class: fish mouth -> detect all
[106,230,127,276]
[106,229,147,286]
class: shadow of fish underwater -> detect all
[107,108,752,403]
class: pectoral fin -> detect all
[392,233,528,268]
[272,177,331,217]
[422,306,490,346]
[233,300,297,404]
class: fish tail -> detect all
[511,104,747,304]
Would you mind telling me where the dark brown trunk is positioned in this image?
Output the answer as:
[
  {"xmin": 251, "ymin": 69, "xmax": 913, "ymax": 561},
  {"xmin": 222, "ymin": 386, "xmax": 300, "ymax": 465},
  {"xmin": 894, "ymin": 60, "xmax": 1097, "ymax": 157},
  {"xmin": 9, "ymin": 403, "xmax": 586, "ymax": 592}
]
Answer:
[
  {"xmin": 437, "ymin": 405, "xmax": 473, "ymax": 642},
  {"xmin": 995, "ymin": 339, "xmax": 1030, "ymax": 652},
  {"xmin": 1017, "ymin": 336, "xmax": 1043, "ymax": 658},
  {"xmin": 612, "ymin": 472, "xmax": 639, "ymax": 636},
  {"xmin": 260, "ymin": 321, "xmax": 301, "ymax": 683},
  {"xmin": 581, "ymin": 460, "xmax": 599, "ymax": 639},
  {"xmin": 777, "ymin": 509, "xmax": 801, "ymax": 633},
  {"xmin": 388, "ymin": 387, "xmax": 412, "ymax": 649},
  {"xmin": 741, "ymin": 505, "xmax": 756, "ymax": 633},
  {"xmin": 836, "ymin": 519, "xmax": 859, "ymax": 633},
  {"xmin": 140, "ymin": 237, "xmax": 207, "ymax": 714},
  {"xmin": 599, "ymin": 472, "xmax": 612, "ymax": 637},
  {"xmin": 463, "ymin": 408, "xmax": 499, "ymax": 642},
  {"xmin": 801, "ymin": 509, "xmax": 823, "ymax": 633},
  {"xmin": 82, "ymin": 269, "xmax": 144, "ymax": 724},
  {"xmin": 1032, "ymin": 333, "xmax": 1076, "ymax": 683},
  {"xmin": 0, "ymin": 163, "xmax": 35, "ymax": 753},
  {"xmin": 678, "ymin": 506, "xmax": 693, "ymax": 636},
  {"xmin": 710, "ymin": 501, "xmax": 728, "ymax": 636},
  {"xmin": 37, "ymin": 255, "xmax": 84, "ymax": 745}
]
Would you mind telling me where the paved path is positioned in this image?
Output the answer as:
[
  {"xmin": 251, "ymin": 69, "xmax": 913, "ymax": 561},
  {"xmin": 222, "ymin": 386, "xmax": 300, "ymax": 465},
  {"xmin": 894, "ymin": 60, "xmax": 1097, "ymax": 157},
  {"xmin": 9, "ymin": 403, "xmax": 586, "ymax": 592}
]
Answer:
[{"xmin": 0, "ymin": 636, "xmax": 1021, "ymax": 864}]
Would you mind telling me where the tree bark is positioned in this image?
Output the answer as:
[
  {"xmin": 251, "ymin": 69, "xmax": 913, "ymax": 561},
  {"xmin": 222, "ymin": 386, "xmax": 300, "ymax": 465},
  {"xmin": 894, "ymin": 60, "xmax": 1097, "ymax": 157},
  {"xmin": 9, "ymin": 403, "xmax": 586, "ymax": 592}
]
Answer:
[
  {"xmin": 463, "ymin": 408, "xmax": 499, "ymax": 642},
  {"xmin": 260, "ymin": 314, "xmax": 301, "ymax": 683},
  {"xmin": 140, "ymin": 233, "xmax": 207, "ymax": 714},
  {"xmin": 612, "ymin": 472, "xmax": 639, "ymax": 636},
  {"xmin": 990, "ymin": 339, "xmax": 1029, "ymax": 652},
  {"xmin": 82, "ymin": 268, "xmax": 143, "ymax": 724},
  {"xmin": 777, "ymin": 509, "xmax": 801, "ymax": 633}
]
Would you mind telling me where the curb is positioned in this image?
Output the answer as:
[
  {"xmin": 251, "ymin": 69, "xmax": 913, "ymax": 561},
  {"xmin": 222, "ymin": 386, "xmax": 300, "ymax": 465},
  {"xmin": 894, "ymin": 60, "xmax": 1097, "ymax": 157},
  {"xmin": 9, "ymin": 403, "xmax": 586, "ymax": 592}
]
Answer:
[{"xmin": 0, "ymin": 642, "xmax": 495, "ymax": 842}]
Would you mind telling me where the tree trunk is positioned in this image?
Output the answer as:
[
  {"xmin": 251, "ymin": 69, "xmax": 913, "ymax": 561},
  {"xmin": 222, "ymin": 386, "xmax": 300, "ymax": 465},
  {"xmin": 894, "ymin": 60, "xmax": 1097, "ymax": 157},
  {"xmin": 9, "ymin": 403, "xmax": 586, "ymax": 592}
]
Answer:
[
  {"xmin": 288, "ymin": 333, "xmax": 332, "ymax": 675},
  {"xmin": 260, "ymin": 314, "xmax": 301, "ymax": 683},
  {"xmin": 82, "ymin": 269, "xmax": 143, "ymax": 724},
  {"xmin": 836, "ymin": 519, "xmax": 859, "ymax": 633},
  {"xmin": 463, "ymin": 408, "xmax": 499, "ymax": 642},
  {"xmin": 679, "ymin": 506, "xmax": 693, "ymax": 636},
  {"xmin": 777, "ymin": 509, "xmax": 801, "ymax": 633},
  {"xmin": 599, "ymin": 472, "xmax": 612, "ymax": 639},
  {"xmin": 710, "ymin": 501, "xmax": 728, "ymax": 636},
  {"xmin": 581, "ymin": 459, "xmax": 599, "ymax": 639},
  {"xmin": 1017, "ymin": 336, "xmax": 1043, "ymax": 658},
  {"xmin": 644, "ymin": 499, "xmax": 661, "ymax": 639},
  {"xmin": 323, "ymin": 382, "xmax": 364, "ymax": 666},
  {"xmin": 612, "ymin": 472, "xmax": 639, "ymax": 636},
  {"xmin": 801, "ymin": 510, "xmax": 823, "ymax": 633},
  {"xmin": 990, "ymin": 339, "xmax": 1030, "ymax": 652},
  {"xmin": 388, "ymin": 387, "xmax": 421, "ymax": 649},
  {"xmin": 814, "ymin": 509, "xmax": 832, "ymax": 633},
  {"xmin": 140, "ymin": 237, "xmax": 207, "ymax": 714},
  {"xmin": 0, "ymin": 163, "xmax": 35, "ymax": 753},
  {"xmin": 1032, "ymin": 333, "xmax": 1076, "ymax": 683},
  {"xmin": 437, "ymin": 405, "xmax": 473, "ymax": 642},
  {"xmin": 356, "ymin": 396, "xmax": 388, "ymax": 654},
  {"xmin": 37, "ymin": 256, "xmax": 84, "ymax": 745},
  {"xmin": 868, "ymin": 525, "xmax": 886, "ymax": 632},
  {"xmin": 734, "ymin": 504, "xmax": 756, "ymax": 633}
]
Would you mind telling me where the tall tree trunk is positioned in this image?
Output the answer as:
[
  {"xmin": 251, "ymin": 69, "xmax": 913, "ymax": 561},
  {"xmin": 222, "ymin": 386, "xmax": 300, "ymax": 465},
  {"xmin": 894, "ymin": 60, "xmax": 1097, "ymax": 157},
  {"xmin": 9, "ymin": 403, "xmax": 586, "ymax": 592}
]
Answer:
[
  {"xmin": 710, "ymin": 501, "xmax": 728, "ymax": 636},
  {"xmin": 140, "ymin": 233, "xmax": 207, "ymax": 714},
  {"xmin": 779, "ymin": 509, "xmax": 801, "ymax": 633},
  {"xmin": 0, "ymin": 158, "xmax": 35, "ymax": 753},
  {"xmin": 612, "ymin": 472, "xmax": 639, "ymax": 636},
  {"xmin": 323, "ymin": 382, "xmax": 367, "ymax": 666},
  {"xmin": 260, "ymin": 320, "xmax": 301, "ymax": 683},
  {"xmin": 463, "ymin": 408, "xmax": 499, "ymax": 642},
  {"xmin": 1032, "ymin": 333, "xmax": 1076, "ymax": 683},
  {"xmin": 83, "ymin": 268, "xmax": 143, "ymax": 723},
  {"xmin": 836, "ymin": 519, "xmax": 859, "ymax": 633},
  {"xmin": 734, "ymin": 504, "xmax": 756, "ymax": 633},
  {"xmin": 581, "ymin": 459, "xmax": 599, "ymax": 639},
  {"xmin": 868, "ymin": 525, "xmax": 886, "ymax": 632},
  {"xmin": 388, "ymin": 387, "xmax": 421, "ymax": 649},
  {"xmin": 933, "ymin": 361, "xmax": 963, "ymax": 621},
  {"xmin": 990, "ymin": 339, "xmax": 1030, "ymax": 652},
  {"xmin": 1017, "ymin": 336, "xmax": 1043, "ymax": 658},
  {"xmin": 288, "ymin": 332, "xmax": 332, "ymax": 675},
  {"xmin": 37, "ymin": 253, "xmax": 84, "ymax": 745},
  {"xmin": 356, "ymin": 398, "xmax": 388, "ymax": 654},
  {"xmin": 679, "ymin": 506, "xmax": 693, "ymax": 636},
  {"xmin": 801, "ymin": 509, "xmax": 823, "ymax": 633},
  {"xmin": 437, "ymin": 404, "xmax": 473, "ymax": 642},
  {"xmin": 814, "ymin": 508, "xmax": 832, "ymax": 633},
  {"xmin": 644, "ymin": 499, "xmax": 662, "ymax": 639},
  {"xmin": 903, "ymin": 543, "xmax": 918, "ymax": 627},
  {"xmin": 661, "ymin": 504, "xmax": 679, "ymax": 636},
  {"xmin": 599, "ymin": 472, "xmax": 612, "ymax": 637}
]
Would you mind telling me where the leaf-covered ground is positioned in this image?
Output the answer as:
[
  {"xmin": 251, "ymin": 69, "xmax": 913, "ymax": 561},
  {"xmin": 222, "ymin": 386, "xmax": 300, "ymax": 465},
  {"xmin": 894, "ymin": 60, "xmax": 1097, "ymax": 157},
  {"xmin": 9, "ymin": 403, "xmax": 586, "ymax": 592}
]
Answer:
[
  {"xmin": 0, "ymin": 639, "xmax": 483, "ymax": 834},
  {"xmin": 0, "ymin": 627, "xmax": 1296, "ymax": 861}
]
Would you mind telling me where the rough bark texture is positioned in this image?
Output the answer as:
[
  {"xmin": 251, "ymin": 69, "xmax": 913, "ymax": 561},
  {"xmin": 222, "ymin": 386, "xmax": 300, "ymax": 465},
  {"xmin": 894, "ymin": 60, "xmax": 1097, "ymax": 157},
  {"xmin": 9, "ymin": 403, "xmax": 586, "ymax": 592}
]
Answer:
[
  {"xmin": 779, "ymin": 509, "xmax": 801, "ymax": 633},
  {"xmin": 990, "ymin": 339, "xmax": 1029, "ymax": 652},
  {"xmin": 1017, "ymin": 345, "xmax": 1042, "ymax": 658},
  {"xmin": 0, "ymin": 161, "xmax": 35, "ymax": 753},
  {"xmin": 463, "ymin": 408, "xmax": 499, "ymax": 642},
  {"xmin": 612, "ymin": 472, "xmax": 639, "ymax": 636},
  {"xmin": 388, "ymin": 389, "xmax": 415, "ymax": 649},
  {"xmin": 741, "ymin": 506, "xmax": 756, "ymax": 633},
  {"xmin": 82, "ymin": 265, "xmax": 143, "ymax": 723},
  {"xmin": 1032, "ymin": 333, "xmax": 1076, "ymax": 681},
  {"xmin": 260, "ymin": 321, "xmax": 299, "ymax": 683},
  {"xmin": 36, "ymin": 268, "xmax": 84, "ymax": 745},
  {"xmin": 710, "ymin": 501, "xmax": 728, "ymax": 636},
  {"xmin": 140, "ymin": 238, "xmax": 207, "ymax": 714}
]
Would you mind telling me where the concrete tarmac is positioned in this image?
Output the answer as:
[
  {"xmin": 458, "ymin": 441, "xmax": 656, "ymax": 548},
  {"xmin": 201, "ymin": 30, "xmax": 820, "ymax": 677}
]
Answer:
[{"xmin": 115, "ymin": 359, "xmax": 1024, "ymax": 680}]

■ ■ ■ ■ ■

Set exercise:
Count the lines in the records above that contain the string "mind". Give only the number.

Problem solution:
9